▸ To be done:
Continue the article below about the RTPI's call for a £500m Planning Delivery Fund, picking up after its last sentence.
---------- Quoted text ----------
Half a billion pounds must be injected into the England’s
planning system over the next four years to ensure the
government’s objectives on housing, beauty, climate, the economy
and health can be achieved, according to the Royal Town Planning
Institute (RTPI).
In its formal response to the Comprehensive Spending Review
(CSR), the Institute sets out the vital role planning plays in
facilitating economic growth, providing affordable housing,
tackling climate change, ensuring access to green space and
improving wellbeing.
It says without significant investment, the government’s
ambitions for the planning system, set out in a white paper
published earlier this month, cannot be realised.
Victoria Hills, chief executive of the RTPI, said: “The drive for
new infrastructure, housing and progress towards net zero will
create major additional need for planning services in the coming
years. The planning system has been severely under-resourced for
decades which has had implications not just for efficiency of
process, but for the capacity of professional planners to apply
their knowledge and lead on strategic place-making.
“The government has set out its ambitions to ‘radically overhaul’
the planning system, but to deliver on these ambitions they will
need professional planners. The development sector is crying out
for support. Without adequate investment, this simply will not be
possible.”
The response, which comes ahead of the RTPI’s Invest and Prosper
report, due to be published in October, says a new Planning
Delivery Fund of £500m is required to enable the planning system
to deliver outcomes efficiently, effectively and equitably.
It would replace the existing fund, which was announced by the
Ministry of Housing, Communities and Local Government (MHCLG) in
February 2017 in a white paper, Fixing our Broken Housing Market.
It allocated £25m between 2017-18 and 2019-20 to ‘support
ambitious authorities in areas of high housing need to plan for
new homes and infrastructure’.
But only £15.8m was awarded to successful bidder in the first
wave of funding, with the remaining £10m not being spent.
This compares to a £150m a year (figure adjusted for inflation)
Planning Delivery Grant to support local planning authorities
between 2004 and 2008.
The RTPI’s proposals comprise of nine sub-funds to enable
investment into specific government priorities. It also calls for
the funding to be ring-fenced and to be distributed fairly across
all local authorities according to the number of people who live
there, the scale of the development pressure and current levels
of resourcing:
Plan Making fund - £170 million
The government has has said all local authorities must have an up
to date local plan by 2023 but has not made any additional
funding available. The Planning Delivery Fund would fund 50% of
the costs of doing this.
Design quality fund - £81 million
The RTPI has welcomed the Government’s renewed commitment to high
quality design, exemplified in its support for the Building
Better Building Beautiful Commission. This funding would enable
the delivery of the government’s ambitions for Design Codes in
every local authority.
---------- Provided data ----------
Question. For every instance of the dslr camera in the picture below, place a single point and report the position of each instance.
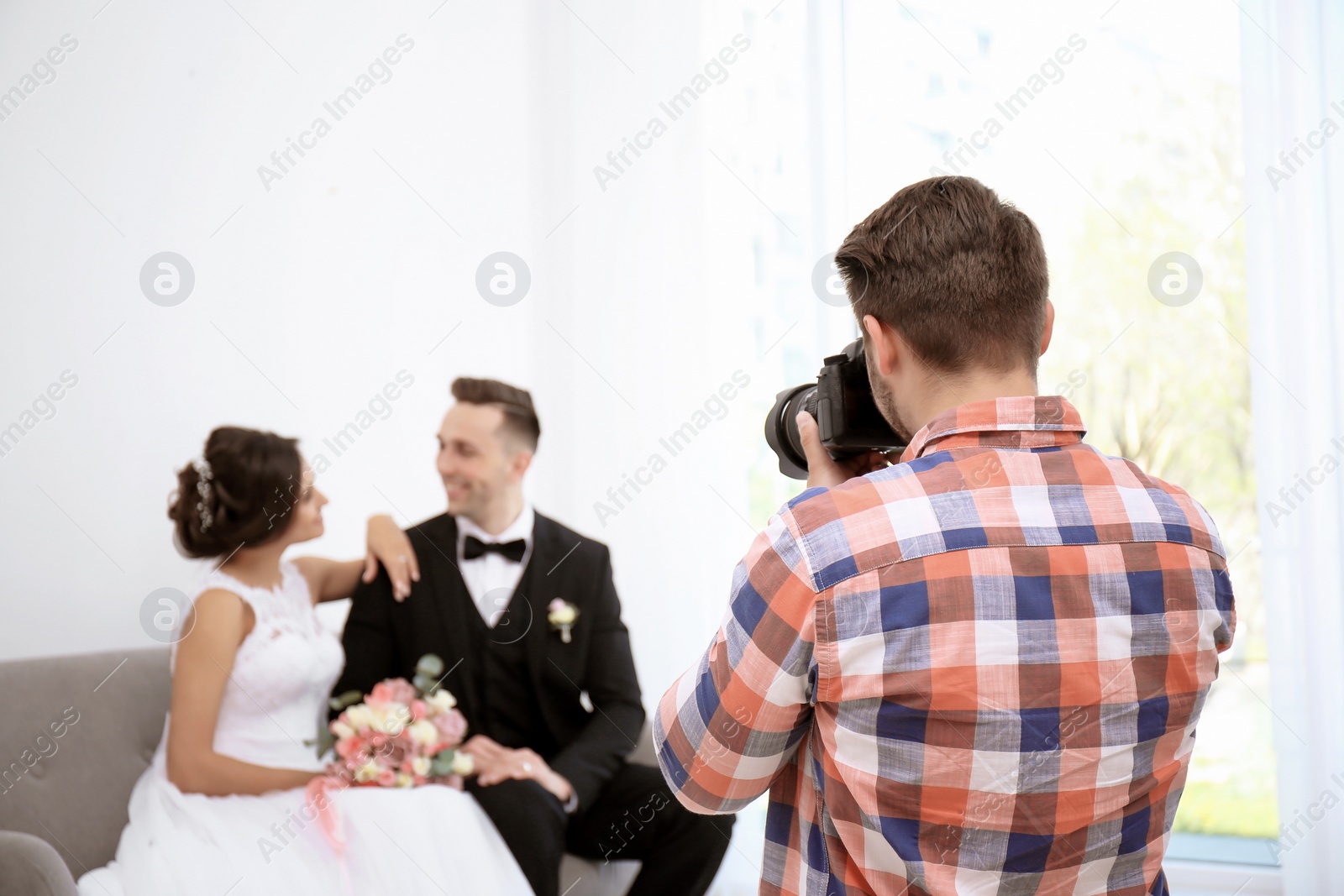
(842, 402)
----------
▸ Task answer:
Monitoring and enforcement fund - £67 million
To allow local authorities to do proper assessment of what is
actually being delivered through the planning system and how well
the local plan is being delivered and issue enforcement
proceedings.
Digital transformation fund - £46 million
To help support the digital transformation of planning – saving
money in the medium and long term and freeing up planners’ time
to plan. The existing Innovation Fnd has provided limited support
(£1m between 6 LAs and one charity)
Wider placemaking fund - £100 million
To bring a range of place-focused professionals to local
authorities, such as architects, urban designers and ecologists,
and to incentivise those outside of local planning authorities,
such as public health colleagues, to engage with the planning
process to enable the delivery of healthy communities.
Joint working fund - £15 million
To enable strategic reviews of green belt, waste management and
housing targets.
Community engagement fund - £50 million
The government has repeatedly suggested it would like
participation to happen upstream - with earlier engagement for
communities at plan making stage. The Planning Delivery fund
should provide grant for authorities to engage in rich community
participation at the earliest possible stage, for example through
deliberative panels.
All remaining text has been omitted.